◆ **WHAT YOU SHOULD DO**: Copy the material verbatim, from its first line through the line that contains "[(646, 407)]", including both of those lines.

+ + + + + + +

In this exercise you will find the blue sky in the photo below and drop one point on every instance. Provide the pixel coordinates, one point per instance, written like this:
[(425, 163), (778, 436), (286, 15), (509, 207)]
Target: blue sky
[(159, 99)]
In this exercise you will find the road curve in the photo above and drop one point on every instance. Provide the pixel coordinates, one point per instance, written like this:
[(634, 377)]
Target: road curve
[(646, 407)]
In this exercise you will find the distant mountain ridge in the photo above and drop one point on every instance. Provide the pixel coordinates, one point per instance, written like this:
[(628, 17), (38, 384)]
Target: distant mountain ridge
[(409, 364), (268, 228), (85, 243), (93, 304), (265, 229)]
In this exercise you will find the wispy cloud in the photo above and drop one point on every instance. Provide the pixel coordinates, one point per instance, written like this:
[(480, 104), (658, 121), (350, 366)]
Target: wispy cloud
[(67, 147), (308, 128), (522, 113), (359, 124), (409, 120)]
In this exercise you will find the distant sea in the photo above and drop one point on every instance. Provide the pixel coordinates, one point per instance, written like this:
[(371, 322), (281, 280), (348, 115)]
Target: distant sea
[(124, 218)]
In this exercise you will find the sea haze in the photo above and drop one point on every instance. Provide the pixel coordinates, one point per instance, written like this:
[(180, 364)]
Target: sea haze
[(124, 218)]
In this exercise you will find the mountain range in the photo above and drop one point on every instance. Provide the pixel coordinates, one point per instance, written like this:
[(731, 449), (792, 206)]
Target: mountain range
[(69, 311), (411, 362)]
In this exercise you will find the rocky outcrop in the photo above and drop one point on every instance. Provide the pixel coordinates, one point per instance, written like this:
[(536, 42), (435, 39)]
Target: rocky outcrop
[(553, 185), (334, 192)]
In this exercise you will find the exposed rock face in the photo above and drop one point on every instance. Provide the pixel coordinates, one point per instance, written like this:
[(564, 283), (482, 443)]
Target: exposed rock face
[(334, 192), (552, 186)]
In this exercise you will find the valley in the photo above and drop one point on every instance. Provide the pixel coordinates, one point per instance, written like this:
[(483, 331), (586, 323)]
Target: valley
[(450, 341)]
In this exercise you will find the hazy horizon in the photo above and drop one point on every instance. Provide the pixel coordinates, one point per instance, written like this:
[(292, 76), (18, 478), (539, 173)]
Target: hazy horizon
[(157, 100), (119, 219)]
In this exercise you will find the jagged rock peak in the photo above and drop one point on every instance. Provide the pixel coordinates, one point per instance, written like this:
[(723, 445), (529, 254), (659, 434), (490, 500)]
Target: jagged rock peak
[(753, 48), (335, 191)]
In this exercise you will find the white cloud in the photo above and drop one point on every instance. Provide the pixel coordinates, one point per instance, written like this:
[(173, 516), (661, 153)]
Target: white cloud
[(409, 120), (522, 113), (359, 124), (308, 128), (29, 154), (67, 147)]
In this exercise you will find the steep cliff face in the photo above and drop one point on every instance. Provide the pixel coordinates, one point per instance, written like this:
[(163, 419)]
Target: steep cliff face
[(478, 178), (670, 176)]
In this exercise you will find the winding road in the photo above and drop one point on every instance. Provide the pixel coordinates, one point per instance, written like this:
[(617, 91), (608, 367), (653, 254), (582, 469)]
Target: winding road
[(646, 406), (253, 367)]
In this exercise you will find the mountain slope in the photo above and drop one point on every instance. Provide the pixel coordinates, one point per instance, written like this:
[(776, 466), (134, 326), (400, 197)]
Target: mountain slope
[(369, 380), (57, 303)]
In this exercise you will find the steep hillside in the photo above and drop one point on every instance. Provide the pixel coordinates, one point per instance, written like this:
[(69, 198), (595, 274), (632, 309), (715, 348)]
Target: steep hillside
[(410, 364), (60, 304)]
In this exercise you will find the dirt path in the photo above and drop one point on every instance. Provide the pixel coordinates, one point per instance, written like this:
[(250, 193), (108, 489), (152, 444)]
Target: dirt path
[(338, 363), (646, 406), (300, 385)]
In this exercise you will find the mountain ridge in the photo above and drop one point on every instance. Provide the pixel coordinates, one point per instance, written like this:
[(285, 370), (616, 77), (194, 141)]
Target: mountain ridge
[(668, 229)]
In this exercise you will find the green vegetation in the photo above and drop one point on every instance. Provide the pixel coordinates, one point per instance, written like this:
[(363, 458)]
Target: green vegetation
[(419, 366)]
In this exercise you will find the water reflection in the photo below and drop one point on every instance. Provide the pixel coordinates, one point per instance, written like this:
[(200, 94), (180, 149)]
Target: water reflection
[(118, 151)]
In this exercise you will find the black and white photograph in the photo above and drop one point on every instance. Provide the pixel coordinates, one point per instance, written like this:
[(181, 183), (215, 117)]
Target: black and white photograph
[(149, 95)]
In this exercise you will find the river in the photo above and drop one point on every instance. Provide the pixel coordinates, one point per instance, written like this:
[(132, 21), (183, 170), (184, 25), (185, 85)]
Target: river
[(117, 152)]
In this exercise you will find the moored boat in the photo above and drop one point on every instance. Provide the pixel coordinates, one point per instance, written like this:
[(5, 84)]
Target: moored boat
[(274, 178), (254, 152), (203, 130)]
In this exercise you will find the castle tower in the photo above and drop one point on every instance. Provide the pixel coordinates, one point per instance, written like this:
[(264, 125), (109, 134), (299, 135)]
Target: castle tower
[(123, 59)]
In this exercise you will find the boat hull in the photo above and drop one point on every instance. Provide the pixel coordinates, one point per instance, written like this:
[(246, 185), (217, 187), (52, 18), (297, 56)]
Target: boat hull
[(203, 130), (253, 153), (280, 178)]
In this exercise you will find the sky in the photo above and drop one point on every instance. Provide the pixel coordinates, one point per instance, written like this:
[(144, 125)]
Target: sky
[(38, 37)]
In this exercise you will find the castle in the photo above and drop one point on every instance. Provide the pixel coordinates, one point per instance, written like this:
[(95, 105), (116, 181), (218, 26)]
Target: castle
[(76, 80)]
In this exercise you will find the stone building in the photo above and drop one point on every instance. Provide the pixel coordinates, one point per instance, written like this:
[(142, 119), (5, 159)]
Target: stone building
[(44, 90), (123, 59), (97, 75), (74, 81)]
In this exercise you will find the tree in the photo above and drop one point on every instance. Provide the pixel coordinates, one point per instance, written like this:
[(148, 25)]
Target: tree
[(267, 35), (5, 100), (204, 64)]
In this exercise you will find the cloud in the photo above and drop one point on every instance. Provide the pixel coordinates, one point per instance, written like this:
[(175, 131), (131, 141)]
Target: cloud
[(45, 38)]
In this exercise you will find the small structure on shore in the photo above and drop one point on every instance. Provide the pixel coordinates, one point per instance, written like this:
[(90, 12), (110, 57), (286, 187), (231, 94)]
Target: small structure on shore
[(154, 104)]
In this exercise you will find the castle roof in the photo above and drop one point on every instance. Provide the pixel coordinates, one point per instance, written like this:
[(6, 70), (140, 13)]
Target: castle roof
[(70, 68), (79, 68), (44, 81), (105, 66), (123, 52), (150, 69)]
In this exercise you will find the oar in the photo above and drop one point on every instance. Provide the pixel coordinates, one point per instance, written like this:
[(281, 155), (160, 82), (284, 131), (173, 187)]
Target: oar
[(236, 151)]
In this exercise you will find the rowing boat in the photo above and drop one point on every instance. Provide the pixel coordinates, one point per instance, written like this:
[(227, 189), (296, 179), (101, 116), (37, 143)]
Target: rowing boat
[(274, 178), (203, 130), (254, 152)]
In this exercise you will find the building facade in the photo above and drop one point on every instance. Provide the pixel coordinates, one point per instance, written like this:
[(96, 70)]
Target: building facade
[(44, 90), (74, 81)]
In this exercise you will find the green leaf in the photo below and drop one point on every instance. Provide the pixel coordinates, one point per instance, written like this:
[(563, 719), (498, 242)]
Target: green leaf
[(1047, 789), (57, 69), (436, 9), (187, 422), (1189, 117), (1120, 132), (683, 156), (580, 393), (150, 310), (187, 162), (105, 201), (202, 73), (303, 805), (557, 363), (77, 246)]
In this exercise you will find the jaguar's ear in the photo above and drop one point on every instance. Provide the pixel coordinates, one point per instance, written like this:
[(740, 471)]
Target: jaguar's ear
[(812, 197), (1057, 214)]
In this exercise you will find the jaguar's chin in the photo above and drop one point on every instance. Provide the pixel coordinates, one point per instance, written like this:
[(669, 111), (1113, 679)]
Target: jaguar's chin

+ + + + + + +

◆ **THE REPLY**:
In this exercise you will find the blue sky in the photo below and drop one point on every instance. Provide the pixel coordinates, one point per instance, written like this:
[(425, 163), (778, 436), (286, 15), (509, 207)]
Target: blue sky
[(159, 99)]
In this exercise you will find the road curve in the photo above and drop one point on every instance. Provide the pixel coordinates, one point per instance, written like this:
[(634, 377)]
Target: road curve
[(646, 407)]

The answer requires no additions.